• **Task requirements**
Given the listing below, the answer must be only the number of lines containing the string "plant".

• **Task data**

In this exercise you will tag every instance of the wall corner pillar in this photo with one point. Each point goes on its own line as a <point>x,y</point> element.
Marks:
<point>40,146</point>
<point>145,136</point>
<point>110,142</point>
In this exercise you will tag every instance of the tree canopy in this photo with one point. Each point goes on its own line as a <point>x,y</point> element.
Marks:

---

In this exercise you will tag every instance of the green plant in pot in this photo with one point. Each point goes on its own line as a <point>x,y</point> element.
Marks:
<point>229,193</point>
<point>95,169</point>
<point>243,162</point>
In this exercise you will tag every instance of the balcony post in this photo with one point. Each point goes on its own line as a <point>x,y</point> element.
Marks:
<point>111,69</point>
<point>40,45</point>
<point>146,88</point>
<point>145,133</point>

...

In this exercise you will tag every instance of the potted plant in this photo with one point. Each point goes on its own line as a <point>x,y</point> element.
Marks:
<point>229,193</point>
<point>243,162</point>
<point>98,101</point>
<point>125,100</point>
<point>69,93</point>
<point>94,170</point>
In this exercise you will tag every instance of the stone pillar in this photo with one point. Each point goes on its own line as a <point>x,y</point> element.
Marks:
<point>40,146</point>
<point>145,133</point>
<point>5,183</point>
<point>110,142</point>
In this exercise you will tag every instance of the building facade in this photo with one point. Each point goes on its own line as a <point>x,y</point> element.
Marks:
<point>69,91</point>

• **Reply**
2